▶ Job: Arrange the rows below as a Markdown table with the columns "No." and "Text". Put each line's number in "No." and the line itself in "Text", and leave out the blank lines.

▶ Dataset rows:
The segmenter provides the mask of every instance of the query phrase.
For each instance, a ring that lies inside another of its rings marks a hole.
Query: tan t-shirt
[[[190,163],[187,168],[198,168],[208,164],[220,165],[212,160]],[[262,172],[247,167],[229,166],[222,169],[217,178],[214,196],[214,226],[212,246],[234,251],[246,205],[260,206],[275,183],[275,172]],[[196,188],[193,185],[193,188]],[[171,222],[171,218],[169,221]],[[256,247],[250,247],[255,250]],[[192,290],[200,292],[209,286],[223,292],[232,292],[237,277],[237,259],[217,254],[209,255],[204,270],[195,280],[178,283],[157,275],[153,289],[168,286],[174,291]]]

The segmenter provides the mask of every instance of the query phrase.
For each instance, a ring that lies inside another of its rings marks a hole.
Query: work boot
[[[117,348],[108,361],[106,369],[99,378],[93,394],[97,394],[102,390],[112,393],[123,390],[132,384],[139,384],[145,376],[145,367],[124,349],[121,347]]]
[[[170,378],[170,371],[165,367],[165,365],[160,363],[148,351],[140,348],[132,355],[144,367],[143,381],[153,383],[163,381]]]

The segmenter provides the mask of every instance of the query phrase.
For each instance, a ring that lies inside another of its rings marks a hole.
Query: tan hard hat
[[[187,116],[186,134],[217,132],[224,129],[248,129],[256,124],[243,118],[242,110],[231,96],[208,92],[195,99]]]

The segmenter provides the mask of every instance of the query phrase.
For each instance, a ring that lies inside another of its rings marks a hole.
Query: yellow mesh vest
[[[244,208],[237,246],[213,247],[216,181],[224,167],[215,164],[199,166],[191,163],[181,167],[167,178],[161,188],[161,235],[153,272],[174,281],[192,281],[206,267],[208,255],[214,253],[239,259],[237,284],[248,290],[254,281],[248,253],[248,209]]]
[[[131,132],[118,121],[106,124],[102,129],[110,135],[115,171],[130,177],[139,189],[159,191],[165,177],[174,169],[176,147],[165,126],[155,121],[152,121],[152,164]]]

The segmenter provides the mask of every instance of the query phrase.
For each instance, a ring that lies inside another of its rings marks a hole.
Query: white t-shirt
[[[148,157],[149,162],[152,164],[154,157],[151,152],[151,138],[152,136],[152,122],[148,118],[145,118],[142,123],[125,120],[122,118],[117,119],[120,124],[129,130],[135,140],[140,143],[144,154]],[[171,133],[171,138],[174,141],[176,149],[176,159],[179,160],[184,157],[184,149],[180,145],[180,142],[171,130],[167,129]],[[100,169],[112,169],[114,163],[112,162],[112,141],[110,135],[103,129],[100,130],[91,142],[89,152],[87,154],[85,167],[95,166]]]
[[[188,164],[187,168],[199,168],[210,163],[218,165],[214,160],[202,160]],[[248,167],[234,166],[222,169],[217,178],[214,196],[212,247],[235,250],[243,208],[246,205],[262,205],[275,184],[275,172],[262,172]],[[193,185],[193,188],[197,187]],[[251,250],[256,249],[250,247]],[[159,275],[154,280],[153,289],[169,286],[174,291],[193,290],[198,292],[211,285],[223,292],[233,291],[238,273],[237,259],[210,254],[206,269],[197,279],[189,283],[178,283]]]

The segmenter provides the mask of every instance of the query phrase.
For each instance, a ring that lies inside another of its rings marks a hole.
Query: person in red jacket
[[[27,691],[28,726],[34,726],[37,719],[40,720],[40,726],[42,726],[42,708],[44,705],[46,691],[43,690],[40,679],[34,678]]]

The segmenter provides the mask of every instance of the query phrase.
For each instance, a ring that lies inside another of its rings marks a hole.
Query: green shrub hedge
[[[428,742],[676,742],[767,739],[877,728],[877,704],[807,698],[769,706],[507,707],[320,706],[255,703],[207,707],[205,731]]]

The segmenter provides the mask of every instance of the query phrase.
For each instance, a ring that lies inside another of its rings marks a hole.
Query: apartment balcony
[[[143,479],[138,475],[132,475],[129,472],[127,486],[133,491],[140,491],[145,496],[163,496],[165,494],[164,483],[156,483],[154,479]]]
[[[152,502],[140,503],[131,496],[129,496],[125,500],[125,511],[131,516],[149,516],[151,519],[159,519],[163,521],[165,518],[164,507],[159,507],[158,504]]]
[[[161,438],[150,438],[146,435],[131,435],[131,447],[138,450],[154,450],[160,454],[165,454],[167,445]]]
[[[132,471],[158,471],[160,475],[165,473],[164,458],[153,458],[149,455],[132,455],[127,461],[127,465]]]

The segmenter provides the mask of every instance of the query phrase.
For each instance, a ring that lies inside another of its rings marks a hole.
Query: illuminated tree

▶ Output for this task:
| No. | Text |
|---|---|
| 1 | The segmenter provides the mask of every instance of the query phrase. |
| 2 | For each instance, a ring that lies inside another of its rings marks a hole. |
| 3 | Query: tan t-shirt |
| 4 | [[[190,163],[187,168],[198,168],[208,164],[220,165],[212,160]],[[262,172],[247,167],[229,166],[222,169],[217,178],[214,196],[214,226],[212,246],[234,251],[246,205],[260,206],[275,183],[275,172]],[[196,188],[193,185],[193,188]],[[171,222],[171,218],[169,221]],[[256,247],[250,247],[255,250]],[[192,290],[200,292],[209,286],[223,292],[232,292],[237,277],[237,259],[217,254],[209,255],[204,270],[195,280],[178,283],[157,275],[153,289],[168,286],[174,291]]] |
| 5 | The segmenter provides the mask of every instance of the query phrase. |
| 6 | For each instance, a ring that lies inside another of its rings marks a hole. |
| 7 | Query: work boot |
| 8 | [[[117,348],[108,361],[106,369],[99,378],[93,394],[97,394],[102,390],[112,393],[123,390],[132,384],[139,384],[145,376],[145,367],[124,349],[121,347]]] |
| 9 | [[[170,378],[170,371],[165,367],[165,365],[160,363],[148,351],[140,348],[132,355],[144,367],[143,381],[153,383],[163,381]]] |
| 10 | The segmenter provides the mask of every instance of the query phrase. |
| 11 | For each instance, a ring that lies inside another of its rings marks a hole. |
| 12 | Query: tan hard hat |
| 13 | [[[187,116],[186,134],[217,132],[224,129],[248,129],[256,124],[243,118],[242,110],[231,96],[208,92],[195,99]]] |
| 14 | The segmenter provides the mask of every instance of the query phrase. |
| 15 | For each instance, a ring that lies inside another of its rings marks a hole. |
| 16 | Query: yellow mesh vest |
| 17 | [[[244,208],[237,246],[213,247],[216,181],[224,167],[215,164],[199,166],[191,163],[181,167],[167,178],[161,188],[161,235],[153,272],[174,281],[192,281],[206,267],[208,255],[214,253],[239,259],[237,284],[248,290],[254,281],[248,253],[248,209]]] |
| 18 | [[[131,132],[118,121],[106,124],[102,129],[110,135],[115,171],[130,177],[139,189],[159,191],[165,177],[174,169],[176,147],[165,126],[155,121],[152,121],[152,164]]] |
| 19 | The segmenter provides the mask of every instance of the query phrase. |
| 20 | For each instance, a ring that lies inside another of its rings marks a hole. |
| 21 | Query: white t-shirt |
| 22 | [[[148,157],[149,162],[152,164],[154,157],[151,152],[151,138],[152,136],[152,122],[148,118],[145,118],[142,123],[125,120],[122,118],[117,119],[120,124],[129,130],[135,140],[140,143],[144,154]],[[171,133],[171,138],[174,141],[176,149],[176,159],[179,160],[184,157],[184,149],[180,145],[180,142],[171,130],[167,129]],[[100,169],[112,169],[114,163],[112,162],[112,141],[110,135],[103,129],[100,130],[91,142],[89,152],[87,154],[85,167],[95,166]]] |
| 23 | [[[188,164],[187,168],[199,168],[210,163],[218,165],[214,160],[202,160]],[[248,167],[234,166],[222,169],[217,178],[214,196],[212,247],[235,250],[243,208],[246,205],[262,205],[275,184],[275,172],[262,172]],[[193,185],[193,188],[197,187]],[[251,250],[256,249],[250,247]],[[159,275],[154,280],[153,289],[169,286],[174,291],[193,290],[198,292],[211,285],[223,292],[233,291],[238,273],[237,259],[210,254],[206,269],[197,279],[189,283],[178,283]]] |
| 24 | The segmenter provides the mask of every instance of the query phrase. |
| 25 | For each instance, a ring that lies inside another of its rings marks a hole. |
| 26 | Query: person in red jacket |
| 27 | [[[27,691],[28,726],[34,726],[37,719],[40,720],[40,726],[42,726],[42,708],[44,705],[46,691],[43,690],[40,679],[34,678]]] |
| 28 | The segmenter provides the mask of every instance of the query phrase. |
| 29 | For each instance, a ring that lies inside another of its rings marks a hole. |
| 30 | Query: green shrub hedge |
| 31 | [[[428,742],[676,742],[767,739],[877,728],[877,704],[807,698],[769,706],[507,707],[320,706],[255,703],[207,707],[205,731]]] |
| 32 | The segmenter provides the mask of every instance of the query phrase. |
| 33 | For each instance, a ring that lies inside another of its rings marks a hole. |
| 34 | Query: apartment balcony |
| 35 | [[[143,479],[138,475],[132,475],[129,472],[127,486],[133,491],[140,491],[145,496],[163,496],[165,494],[164,483],[156,483],[154,479]]] |
| 36 | [[[152,502],[140,503],[131,496],[129,496],[125,500],[125,511],[131,516],[149,516],[151,519],[159,519],[163,521],[165,518],[164,507],[159,507],[158,504]]] |
| 37 | [[[161,438],[150,438],[146,435],[131,435],[131,447],[138,450],[154,450],[160,454],[165,454],[167,445]]] |
| 38 | [[[132,471],[158,471],[160,475],[165,473],[164,458],[153,458],[149,455],[132,455],[127,461],[127,465]]] |
| 39 | The segmenter provides the mask of every instance of the query phrase. |
| 40 | For each instance, a ring that lies inside another of its rings marks a hole. |
| 41 | Query: illuminated tree |